**REQUIRED ACTION**
Your answer must be every record below, written out exactly as it appears.

________

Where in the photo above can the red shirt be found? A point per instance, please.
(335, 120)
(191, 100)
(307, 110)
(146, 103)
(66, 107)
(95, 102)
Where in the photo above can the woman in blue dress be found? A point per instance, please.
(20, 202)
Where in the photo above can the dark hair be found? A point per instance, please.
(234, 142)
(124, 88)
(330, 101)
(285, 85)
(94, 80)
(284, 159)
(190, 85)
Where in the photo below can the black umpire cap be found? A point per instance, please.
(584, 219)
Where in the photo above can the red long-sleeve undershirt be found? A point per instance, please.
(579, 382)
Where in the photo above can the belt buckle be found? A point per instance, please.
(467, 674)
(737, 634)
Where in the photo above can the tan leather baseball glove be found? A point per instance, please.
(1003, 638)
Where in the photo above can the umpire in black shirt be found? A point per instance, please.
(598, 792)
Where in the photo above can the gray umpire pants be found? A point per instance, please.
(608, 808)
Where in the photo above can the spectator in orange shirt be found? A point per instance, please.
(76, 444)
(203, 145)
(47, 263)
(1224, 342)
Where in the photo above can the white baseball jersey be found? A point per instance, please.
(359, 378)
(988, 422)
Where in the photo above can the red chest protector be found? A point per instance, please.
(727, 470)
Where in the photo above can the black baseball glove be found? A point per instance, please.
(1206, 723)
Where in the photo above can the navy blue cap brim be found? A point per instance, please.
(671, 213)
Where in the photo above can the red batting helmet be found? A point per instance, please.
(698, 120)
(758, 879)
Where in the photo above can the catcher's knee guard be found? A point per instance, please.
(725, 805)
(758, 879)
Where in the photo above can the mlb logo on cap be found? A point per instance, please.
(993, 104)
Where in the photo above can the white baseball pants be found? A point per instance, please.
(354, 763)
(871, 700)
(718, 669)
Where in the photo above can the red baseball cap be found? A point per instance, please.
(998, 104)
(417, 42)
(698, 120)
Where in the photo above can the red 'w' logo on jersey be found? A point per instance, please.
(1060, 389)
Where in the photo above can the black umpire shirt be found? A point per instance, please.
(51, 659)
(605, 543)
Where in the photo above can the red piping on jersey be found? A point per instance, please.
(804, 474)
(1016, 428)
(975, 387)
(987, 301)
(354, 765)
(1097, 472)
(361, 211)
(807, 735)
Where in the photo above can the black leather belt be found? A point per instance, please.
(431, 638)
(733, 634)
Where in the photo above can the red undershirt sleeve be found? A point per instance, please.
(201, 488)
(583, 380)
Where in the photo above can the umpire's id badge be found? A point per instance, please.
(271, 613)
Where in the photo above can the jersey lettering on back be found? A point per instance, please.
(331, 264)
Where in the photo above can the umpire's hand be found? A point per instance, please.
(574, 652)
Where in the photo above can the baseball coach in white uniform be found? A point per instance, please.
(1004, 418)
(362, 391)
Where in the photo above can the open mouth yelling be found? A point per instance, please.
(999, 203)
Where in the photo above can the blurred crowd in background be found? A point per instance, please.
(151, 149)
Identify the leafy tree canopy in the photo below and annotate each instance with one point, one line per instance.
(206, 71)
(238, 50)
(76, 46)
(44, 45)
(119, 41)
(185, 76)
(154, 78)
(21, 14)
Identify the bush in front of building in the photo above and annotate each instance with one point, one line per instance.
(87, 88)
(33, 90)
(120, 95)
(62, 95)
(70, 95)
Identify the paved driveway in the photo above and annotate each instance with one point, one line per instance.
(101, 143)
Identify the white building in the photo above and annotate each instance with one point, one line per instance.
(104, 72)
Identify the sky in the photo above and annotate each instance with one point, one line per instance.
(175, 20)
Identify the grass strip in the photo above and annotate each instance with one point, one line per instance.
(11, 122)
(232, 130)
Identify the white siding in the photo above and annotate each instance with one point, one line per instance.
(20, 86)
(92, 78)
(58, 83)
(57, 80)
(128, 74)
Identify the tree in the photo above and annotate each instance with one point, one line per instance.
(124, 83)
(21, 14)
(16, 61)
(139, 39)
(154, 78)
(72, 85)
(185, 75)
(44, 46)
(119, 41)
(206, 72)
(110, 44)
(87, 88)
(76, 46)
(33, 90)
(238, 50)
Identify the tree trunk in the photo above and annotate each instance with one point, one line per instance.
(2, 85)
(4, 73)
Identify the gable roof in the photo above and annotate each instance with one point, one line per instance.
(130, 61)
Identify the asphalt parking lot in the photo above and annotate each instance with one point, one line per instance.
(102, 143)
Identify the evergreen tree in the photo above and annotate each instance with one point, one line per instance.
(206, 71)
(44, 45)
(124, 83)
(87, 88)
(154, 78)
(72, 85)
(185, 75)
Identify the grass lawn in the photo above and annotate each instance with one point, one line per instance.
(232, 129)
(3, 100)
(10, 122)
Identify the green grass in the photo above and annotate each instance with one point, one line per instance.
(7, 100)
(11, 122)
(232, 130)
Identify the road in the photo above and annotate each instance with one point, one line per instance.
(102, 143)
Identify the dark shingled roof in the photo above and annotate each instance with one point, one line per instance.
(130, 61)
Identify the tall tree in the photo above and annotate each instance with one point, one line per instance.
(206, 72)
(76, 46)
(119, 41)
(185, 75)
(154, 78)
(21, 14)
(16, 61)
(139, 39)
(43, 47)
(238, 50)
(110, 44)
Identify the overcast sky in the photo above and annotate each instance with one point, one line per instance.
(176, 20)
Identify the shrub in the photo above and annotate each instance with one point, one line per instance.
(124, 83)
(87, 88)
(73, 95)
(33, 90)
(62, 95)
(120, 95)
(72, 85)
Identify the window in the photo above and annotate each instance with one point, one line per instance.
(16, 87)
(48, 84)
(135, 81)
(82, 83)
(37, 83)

________

**ANSWER TO THIS TASK**
Where in the photo above can the red shirt be found? A point per instance, please.
(335, 120)
(191, 100)
(307, 110)
(146, 103)
(66, 107)
(95, 102)
Where in the photo above can the woman in blue dress be found? A point per instance, please.
(20, 202)
Where in the photo above can the dark hair be found? A point per instance, please.
(234, 142)
(124, 88)
(330, 101)
(285, 85)
(94, 80)
(284, 159)
(190, 85)
Where in the photo below can the black umpire cap be found? A point per instance, please.
(584, 219)
Where in the photo above can the red long-sleeve undershirt be found? A point per instance, please.
(579, 382)
Where in the photo above can the belt buckle be found? A point per instance, please.
(467, 674)
(737, 634)
Where in the photo above can the tan leather baseball glove be found? A point per instance, please.
(1003, 638)
Where in the photo above can the umpire in black shirt be found? A point per instance, please.
(598, 792)
Where in the photo above can the gray umpire pants be found? A point per instance, please.
(608, 808)
Where in the photo above can the spectator in orange shirt be found? A point per instance, please.
(76, 444)
(203, 145)
(47, 263)
(1224, 342)
Where in the photo above can the white baseball jersey be found? A point per instance, please.
(359, 378)
(988, 422)
Where in the photo above can the red chest protector be found? A point per instance, please.
(727, 470)
Where in the photo above can the black baseball glove be found? A point per instance, please.
(1206, 723)
Where in the photo above can the navy blue cap brim be found? A point per instance, please.
(671, 213)
Where in the photo above can the red batting helmet be found? A point per instance, please.
(698, 120)
(758, 879)
Where in the photo above can the catcher's knee guard be found? A point per instance, please.
(725, 805)
(758, 879)
Where in the photo above can the mlb logo on cap be found? A point per instance, please.
(993, 104)
Where in the photo above can the white baseball pants be found? A point per instance, please.
(354, 763)
(871, 700)
(718, 669)
Where in the photo above can the red baseball cap be found? A point per instance, please.
(998, 104)
(417, 42)
(698, 120)
Where in the photo above can the red 'w' logo on jersey be found? A point per instance, please.
(1060, 389)
Where in the photo above can the black umpire shirt be found? A point per instance, please.
(51, 659)
(605, 543)
Where in the photo above can the red piping on jersey be found? A point per instance, please.
(804, 474)
(1016, 428)
(975, 387)
(987, 301)
(354, 765)
(1097, 472)
(361, 211)
(807, 735)
Where in the photo above can the black leather belt be found? A point per instance, please.
(431, 638)
(733, 634)
Where in the photo above can the red undershirt sleeve be found? A point per instance, please.
(201, 488)
(583, 380)
Where in the photo above can the umpire's id badge be found? A point per instance, please.
(271, 613)
Where in the photo above can the jersey lettering on back be found? A point per instance, please.
(331, 264)
Where in the photo above can the umpire's hand be found? A point per instance, please.
(574, 652)
Where in the photo above can the baseball coach in white uniform be found? A point per instance, please.
(1004, 418)
(362, 391)
Where in the photo above can the open mouth yelling be found? A point per instance, please.
(999, 203)
Where in the photo above can the blurred crowd in background be found? A point per instance, please.
(151, 149)
Identify the leafy tree canopy in the photo below and annotate each instance with one point, one line per instance.
(206, 71)
(238, 50)
(76, 46)
(44, 45)
(119, 41)
(185, 76)
(154, 78)
(21, 14)
Identify the bush in front of building in the photo above and annotate each instance with one point, one line per instance.
(87, 88)
(33, 90)
(120, 95)
(62, 95)
(70, 95)
Identify the paved driveway in the photo above and annotate each instance with one point, one line per instance.
(101, 143)
Identify the white building in the photo above and annotate each instance with one point, one line per instance.
(104, 72)
Identify the sky in the photo above and annotate each instance with one point, one line per instance.
(175, 20)
Identify the grass strip in the photo above and annotate each instance with one point, one line per instance.
(11, 122)
(232, 130)
Identify the white siding in the photo above and annotate each instance with one point, one line per instance.
(20, 86)
(92, 78)
(58, 83)
(57, 80)
(128, 74)
Identify the tree in the photo above and annotate each instance with one point, one line per instance.
(124, 83)
(21, 14)
(16, 61)
(139, 39)
(154, 78)
(72, 85)
(185, 75)
(44, 46)
(119, 41)
(206, 72)
(110, 44)
(87, 88)
(76, 46)
(33, 90)
(238, 50)
Identify the tree trunk in the photo above and annotate each instance with one point, one line per instance.
(2, 85)
(4, 73)
Identify the gable roof in the photo above and annotate each instance with one point, one line per instance.
(130, 61)
Identify the asphalt parking lot in the photo above and annotate each instance with one point, one line per instance.
(102, 143)
Identify the evergreen tree in the photo above and annotate each instance with one point, one line per instance.
(206, 71)
(44, 45)
(124, 83)
(87, 88)
(154, 78)
(72, 85)
(185, 75)
Identify the grass lawn in the photo above and annotate each instance with one point, one line per instance.
(232, 129)
(3, 100)
(10, 122)
Identify the green grass in the photo above and annotate each instance with one point, one line per instance.
(7, 100)
(11, 122)
(232, 130)
Identify the road in the photo above and annotate each instance with one point, one line per instance.
(102, 143)
Identify the dark shingled roof in the photo above and annotate each instance with one point, one line per instance.
(130, 61)
Identify the tall tree in the photo above and annotate each instance with one point, one line per instance.
(206, 72)
(76, 46)
(119, 41)
(185, 75)
(154, 78)
(21, 14)
(16, 61)
(139, 39)
(43, 47)
(238, 50)
(110, 44)
Identify the overcast sky in the photo above and annotate each instance with one point, one line per instance.
(176, 20)
Identify the shrub in the photo above and annotate each instance with one point, one line per instance.
(124, 83)
(87, 88)
(73, 95)
(33, 90)
(62, 95)
(120, 95)
(72, 85)
Identify the window in the photo above and annotate each instance with one point, one line per instance.
(16, 87)
(48, 84)
(135, 81)
(82, 83)
(37, 83)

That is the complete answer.